* 問題: 以下のデータ収集の記録から、「query」という語を含む行をすべて選び、そのまま書き出してください。大文字と小文字は区別します。

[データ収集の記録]
··········

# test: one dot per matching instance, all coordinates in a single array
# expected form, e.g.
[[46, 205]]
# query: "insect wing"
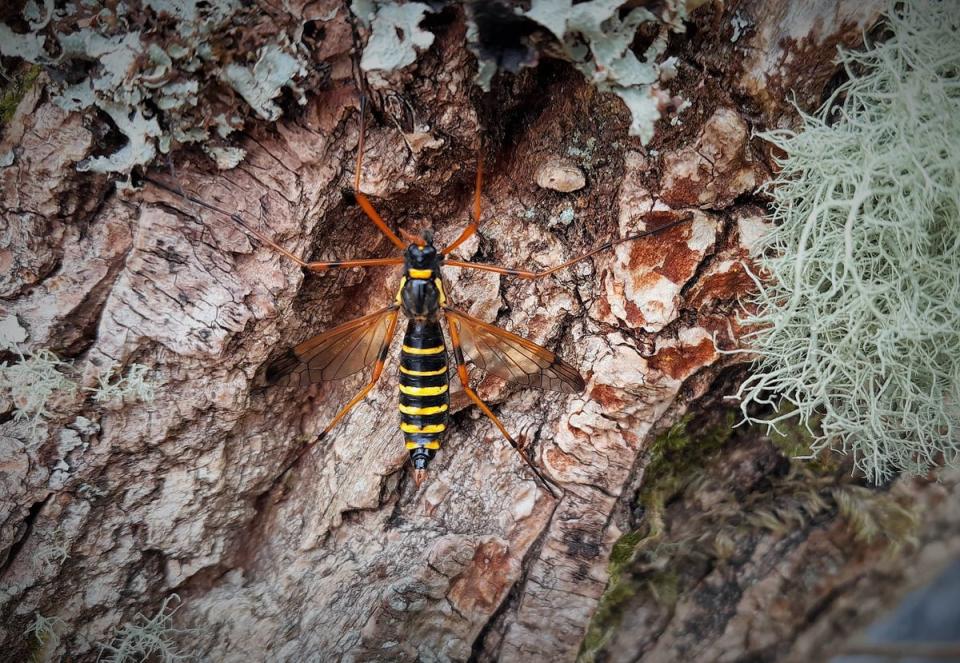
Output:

··········

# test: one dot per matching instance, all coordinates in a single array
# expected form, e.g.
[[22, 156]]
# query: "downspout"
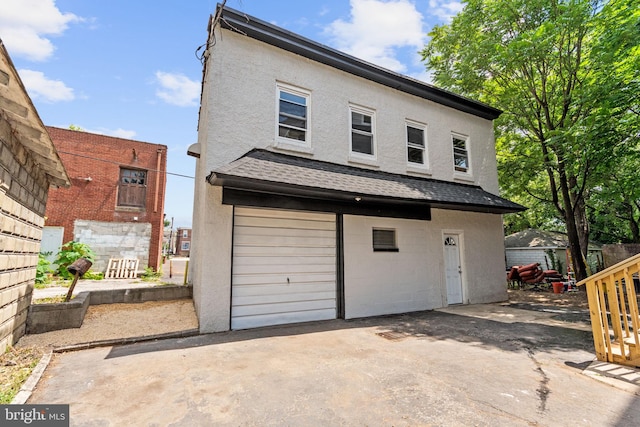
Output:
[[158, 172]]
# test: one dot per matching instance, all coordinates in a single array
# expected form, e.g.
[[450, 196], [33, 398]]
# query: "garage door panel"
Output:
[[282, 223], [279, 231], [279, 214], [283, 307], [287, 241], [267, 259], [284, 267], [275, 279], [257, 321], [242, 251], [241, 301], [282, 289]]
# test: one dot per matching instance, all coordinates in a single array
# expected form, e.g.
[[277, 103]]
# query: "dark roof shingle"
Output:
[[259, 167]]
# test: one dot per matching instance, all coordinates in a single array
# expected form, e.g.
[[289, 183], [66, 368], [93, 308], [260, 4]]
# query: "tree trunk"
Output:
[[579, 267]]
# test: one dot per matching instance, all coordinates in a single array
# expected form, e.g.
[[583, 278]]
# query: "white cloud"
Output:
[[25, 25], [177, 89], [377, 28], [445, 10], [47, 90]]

··········

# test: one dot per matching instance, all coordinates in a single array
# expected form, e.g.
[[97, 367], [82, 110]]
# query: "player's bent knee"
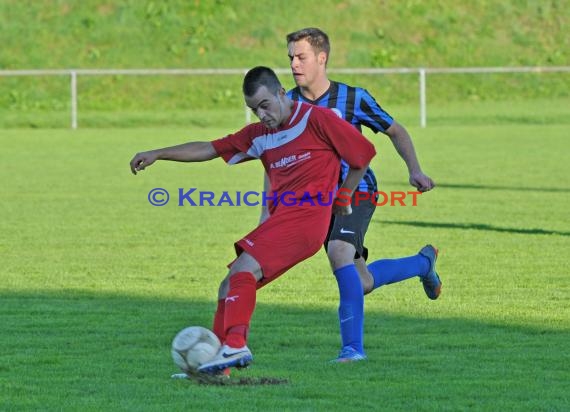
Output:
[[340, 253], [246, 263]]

··········

* 解答:
# query: "insect wing"
# query: "downspout"
# query: "garage door panel"
# query: "dark roof shingle"
# query: "tree trunk"
# query: "white cloud"
# query: "player's bent knee"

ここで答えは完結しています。